[A run of rows]
+ + + +
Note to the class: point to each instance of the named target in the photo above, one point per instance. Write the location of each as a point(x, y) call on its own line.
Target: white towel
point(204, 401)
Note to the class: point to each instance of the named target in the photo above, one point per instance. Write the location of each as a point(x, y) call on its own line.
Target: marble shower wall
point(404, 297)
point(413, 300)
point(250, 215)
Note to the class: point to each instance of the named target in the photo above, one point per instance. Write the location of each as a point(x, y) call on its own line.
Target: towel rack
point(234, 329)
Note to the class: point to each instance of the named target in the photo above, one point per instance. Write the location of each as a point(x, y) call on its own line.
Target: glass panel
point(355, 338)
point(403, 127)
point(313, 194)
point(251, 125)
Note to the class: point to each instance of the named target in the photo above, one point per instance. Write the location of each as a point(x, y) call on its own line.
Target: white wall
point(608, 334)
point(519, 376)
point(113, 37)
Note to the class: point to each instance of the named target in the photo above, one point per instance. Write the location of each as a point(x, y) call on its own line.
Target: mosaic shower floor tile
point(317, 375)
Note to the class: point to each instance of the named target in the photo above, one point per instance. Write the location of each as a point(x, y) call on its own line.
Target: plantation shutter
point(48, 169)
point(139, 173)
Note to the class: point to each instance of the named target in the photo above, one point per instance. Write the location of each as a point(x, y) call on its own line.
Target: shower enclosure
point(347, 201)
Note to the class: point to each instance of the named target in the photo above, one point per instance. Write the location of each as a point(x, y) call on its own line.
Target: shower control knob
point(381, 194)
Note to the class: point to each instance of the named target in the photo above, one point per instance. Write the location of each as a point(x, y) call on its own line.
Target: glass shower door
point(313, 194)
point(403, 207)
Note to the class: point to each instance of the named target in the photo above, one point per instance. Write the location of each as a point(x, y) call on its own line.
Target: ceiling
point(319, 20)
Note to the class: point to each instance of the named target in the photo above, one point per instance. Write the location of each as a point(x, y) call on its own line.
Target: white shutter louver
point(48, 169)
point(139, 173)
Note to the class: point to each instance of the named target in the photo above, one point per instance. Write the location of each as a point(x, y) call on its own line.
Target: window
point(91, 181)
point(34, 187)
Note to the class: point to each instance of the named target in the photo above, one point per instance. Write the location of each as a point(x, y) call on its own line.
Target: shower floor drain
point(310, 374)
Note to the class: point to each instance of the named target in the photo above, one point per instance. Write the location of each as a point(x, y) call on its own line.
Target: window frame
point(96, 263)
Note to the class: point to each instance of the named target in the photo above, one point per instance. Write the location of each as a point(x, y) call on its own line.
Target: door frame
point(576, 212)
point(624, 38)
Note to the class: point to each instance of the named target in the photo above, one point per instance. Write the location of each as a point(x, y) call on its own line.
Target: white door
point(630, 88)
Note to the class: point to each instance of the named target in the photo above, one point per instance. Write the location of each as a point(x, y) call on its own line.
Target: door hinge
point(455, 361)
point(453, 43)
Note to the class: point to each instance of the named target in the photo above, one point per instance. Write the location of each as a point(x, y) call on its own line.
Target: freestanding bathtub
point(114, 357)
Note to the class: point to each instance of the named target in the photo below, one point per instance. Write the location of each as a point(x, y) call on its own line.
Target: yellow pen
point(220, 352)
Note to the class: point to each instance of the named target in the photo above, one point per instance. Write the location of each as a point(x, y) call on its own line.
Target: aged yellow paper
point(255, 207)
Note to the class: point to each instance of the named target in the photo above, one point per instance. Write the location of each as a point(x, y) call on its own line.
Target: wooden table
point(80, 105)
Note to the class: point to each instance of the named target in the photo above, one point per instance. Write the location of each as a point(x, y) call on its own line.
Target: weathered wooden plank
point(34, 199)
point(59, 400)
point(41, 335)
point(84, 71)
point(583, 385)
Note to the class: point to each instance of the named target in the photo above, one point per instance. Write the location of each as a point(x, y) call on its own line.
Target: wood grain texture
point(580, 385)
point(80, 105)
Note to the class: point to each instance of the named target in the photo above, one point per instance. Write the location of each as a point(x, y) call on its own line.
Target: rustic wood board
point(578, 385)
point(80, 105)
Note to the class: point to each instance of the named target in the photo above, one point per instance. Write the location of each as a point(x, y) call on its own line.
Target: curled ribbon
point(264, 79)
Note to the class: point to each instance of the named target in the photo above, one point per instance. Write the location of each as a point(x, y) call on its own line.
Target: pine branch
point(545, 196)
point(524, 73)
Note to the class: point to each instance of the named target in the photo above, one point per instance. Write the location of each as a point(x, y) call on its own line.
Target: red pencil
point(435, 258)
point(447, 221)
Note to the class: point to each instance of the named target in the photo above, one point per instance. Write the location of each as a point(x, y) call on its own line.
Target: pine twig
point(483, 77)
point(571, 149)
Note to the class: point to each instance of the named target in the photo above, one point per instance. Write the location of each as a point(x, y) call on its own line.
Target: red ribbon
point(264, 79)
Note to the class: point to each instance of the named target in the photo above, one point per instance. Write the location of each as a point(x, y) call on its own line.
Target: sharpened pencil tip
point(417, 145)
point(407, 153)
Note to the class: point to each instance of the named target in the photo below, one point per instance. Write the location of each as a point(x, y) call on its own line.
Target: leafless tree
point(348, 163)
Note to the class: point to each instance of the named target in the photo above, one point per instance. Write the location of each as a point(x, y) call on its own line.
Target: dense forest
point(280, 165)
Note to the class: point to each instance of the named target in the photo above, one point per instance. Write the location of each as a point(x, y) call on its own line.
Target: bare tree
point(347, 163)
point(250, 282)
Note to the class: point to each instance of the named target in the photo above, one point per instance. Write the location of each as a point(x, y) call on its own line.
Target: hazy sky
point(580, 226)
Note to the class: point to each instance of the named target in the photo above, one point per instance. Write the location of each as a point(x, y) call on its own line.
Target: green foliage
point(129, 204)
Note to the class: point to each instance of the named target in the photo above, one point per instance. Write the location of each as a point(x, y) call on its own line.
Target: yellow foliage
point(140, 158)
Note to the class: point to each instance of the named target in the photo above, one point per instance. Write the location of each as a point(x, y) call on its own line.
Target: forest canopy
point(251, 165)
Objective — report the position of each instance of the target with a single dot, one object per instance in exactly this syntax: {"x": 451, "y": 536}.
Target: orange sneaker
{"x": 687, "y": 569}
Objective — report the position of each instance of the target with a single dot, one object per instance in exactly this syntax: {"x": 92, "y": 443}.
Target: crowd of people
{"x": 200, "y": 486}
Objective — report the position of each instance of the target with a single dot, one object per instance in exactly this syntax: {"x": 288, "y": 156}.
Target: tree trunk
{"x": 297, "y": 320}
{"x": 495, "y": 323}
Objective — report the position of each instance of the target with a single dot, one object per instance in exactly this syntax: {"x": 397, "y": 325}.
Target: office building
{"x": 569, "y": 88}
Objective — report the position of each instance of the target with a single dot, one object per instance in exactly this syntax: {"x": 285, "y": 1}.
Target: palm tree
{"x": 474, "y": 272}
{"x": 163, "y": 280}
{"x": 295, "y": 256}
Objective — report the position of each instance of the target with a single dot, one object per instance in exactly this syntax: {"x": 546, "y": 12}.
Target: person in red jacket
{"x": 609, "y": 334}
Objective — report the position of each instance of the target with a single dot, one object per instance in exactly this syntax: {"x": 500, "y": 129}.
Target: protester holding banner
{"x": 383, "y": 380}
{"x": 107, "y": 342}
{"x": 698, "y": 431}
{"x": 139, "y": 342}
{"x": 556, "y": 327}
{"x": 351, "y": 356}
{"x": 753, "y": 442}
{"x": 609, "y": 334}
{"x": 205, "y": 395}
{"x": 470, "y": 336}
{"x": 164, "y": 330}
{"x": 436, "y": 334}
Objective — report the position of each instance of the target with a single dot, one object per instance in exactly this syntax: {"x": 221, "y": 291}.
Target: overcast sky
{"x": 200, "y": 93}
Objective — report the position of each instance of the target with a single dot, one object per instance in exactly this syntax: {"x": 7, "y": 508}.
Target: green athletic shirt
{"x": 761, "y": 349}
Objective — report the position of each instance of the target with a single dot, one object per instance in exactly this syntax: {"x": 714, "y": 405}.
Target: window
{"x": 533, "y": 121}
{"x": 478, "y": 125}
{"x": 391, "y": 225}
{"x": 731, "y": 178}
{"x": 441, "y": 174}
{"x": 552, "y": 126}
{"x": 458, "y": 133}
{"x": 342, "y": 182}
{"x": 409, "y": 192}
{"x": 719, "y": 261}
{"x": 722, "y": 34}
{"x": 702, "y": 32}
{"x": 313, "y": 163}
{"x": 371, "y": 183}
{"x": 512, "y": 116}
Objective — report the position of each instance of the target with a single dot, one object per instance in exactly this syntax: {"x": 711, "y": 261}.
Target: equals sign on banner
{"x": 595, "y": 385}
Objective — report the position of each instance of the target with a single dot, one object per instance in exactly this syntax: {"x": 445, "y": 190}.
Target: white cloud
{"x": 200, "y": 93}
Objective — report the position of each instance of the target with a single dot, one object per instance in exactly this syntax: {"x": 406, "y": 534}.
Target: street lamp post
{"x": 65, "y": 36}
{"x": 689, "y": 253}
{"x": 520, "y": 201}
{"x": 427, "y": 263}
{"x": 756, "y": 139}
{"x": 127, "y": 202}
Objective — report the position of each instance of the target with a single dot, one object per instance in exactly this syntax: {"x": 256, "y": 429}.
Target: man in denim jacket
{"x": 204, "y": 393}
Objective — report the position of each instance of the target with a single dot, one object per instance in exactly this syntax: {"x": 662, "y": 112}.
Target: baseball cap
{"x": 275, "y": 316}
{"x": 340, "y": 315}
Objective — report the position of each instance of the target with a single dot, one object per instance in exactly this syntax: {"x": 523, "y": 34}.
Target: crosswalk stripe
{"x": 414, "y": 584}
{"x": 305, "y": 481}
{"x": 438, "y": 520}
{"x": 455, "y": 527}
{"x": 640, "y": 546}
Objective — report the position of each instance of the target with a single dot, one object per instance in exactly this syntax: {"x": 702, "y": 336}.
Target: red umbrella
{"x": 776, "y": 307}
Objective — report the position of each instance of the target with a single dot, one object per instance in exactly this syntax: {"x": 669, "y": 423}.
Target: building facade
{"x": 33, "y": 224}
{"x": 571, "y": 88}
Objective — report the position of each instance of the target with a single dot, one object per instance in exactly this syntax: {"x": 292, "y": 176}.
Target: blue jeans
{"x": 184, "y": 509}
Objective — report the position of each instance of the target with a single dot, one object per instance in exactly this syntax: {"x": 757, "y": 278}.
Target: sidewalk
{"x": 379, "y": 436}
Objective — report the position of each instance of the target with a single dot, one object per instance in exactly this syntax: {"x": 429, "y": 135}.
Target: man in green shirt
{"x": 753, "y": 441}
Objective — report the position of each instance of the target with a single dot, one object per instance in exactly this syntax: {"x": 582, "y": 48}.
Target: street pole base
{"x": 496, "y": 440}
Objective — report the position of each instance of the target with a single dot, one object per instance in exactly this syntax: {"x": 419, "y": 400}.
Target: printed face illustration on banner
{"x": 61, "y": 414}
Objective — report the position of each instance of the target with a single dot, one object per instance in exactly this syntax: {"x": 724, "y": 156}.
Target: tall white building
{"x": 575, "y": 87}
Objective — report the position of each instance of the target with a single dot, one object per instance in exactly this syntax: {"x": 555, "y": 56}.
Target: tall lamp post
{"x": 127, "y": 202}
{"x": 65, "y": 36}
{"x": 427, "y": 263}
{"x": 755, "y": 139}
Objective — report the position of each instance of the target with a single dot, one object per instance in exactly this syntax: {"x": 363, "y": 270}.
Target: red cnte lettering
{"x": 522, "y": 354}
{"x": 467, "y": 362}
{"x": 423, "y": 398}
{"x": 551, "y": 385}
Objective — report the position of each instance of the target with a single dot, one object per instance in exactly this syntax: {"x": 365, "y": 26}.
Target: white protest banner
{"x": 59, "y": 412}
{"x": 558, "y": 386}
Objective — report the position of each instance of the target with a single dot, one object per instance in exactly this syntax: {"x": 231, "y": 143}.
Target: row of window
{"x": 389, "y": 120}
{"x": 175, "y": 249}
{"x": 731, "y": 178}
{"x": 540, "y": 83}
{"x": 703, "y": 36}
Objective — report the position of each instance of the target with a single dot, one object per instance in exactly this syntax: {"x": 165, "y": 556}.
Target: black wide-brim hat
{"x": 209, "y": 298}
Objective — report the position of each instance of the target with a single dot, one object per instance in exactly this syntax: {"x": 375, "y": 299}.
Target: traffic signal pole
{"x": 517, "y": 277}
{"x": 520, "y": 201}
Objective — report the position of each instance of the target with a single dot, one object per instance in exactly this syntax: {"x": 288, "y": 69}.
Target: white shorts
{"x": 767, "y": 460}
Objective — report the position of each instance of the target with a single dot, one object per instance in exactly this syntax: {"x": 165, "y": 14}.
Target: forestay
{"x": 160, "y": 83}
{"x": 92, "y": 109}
+ + + +
Pick out each line in the rows above that contains the word "building", treating uppercase and lowercase as different.

Target: office building
Target: building facade
Target: tall white building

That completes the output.